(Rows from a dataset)
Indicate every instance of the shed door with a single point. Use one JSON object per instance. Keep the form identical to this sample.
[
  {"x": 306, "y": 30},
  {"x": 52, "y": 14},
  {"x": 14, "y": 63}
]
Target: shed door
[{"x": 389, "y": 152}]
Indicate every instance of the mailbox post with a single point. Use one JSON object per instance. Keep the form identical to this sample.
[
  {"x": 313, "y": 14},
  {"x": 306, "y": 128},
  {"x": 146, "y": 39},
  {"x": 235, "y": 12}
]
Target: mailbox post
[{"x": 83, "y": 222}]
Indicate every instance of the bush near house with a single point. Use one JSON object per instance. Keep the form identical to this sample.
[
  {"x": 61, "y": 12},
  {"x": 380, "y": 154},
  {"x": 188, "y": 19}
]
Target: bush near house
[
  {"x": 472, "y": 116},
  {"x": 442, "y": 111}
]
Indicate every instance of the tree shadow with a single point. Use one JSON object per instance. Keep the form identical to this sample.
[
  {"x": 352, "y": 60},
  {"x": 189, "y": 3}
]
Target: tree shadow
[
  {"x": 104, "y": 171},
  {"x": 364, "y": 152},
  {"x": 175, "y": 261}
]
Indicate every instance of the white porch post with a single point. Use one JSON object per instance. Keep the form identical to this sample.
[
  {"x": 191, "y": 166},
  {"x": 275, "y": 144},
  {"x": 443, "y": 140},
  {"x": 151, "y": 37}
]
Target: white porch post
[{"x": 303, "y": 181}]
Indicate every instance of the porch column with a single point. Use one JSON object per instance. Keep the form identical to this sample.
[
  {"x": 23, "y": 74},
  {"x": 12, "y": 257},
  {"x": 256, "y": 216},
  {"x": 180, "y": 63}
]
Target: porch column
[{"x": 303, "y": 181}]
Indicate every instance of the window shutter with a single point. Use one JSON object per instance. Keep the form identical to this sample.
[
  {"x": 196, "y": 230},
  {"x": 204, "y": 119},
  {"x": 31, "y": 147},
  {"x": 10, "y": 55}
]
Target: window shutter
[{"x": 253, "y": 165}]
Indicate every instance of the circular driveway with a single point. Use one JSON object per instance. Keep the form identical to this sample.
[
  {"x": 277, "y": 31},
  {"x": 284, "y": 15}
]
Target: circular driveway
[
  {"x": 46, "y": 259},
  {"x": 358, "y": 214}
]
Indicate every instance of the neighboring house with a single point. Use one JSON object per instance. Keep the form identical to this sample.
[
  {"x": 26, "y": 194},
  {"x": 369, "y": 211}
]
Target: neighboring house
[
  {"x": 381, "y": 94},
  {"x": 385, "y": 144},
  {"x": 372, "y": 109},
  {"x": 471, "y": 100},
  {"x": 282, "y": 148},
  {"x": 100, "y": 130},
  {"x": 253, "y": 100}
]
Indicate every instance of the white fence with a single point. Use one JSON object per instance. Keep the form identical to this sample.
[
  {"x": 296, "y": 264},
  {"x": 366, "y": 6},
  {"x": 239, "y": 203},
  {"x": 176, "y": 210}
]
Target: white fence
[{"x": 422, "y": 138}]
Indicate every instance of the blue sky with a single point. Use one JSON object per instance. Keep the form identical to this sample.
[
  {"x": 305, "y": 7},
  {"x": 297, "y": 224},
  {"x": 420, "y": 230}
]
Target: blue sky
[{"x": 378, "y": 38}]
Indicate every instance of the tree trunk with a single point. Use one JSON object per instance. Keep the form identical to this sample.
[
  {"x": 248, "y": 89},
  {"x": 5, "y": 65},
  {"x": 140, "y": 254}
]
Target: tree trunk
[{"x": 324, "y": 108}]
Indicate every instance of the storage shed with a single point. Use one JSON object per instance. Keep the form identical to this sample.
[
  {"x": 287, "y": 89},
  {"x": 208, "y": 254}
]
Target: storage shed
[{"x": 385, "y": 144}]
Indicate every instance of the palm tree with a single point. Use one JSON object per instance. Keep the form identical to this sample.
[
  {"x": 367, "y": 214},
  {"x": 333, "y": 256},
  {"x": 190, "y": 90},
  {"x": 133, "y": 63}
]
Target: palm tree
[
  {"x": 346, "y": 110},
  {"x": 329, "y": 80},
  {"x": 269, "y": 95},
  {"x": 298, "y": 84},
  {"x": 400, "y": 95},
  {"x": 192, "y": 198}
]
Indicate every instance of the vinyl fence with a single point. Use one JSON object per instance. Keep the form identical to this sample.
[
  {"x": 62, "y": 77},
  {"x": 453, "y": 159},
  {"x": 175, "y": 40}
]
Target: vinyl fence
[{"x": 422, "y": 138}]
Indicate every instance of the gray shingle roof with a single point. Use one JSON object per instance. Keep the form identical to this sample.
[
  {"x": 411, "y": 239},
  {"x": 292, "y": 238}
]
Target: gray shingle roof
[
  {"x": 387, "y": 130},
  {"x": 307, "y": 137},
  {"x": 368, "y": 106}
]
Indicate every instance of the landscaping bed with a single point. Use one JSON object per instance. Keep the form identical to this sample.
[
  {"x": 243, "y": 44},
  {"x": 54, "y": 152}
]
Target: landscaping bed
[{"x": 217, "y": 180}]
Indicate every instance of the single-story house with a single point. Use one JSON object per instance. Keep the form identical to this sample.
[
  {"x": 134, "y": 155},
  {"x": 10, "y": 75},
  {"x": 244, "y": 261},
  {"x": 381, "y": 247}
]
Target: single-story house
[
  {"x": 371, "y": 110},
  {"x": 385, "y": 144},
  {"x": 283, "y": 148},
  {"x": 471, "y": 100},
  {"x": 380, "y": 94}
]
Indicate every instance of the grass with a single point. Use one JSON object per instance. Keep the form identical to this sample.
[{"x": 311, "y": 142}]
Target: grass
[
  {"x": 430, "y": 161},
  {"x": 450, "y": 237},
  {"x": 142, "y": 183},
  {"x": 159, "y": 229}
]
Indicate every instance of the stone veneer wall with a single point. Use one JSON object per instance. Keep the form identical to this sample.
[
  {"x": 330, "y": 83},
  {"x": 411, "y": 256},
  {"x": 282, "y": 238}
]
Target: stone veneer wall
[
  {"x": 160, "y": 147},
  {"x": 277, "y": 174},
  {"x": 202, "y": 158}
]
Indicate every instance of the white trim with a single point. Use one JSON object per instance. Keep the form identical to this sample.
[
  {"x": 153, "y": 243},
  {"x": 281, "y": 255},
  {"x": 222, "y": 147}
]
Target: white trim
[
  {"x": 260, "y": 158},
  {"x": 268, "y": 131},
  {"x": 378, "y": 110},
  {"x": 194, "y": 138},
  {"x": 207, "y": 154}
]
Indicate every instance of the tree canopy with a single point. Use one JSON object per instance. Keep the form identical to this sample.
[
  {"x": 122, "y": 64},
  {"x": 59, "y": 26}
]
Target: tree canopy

Task requirements:
Repeat only the lines from the one holding "Indicate every instance of the gray" through the last line of the data.

Result of the exercise:
Indicate every instance of the gray shingle roof with a single point. Use one JSON object per instance. Keep the form identical to this sample.
[
  {"x": 411, "y": 239},
  {"x": 292, "y": 238}
]
Target: gray shingle roof
[
  {"x": 387, "y": 130},
  {"x": 307, "y": 137},
  {"x": 368, "y": 106}
]
Indicate every instance of the landscaping bed with a single point. Use one JSON object per instance. Keep the form identical to this sample.
[
  {"x": 243, "y": 44},
  {"x": 54, "y": 152}
]
Target: landscaping bed
[{"x": 217, "y": 180}]
Indicate every instance of the single-story house with a single point. Use one JSON object per instance. Keep the form identical to this sample.
[
  {"x": 134, "y": 155},
  {"x": 10, "y": 75},
  {"x": 244, "y": 261},
  {"x": 381, "y": 247}
]
Target: single-story house
[
  {"x": 371, "y": 110},
  {"x": 385, "y": 144},
  {"x": 283, "y": 148},
  {"x": 471, "y": 100},
  {"x": 380, "y": 94}
]
Indicate every instance of the grass with a single point. Use one JSON object per instance. Keep the form identical to this sample.
[{"x": 311, "y": 142}]
Target: grass
[
  {"x": 430, "y": 161},
  {"x": 450, "y": 237},
  {"x": 142, "y": 183},
  {"x": 159, "y": 229}
]
Indicate every instance of the stone veneer wall with a single point. Use one JSON object per instance. Keep the form identical to this sample.
[
  {"x": 330, "y": 83},
  {"x": 411, "y": 256},
  {"x": 282, "y": 238}
]
Target: stone veneer wall
[
  {"x": 160, "y": 147},
  {"x": 277, "y": 174},
  {"x": 202, "y": 158}
]
Indicate every instance of the white trim with a single point. Use one JSON object per instance. Keep the form identical to this sample.
[
  {"x": 153, "y": 243},
  {"x": 281, "y": 255},
  {"x": 222, "y": 147}
]
Target: white trim
[
  {"x": 260, "y": 158},
  {"x": 268, "y": 131},
  {"x": 378, "y": 110},
  {"x": 194, "y": 138},
  {"x": 207, "y": 154}
]
Indicate every instance of the tree canopy with a single point. Use one JSON object per instance. Keep the form identical to this sample.
[
  {"x": 122, "y": 64},
  {"x": 59, "y": 26}
]
Target: tree canopy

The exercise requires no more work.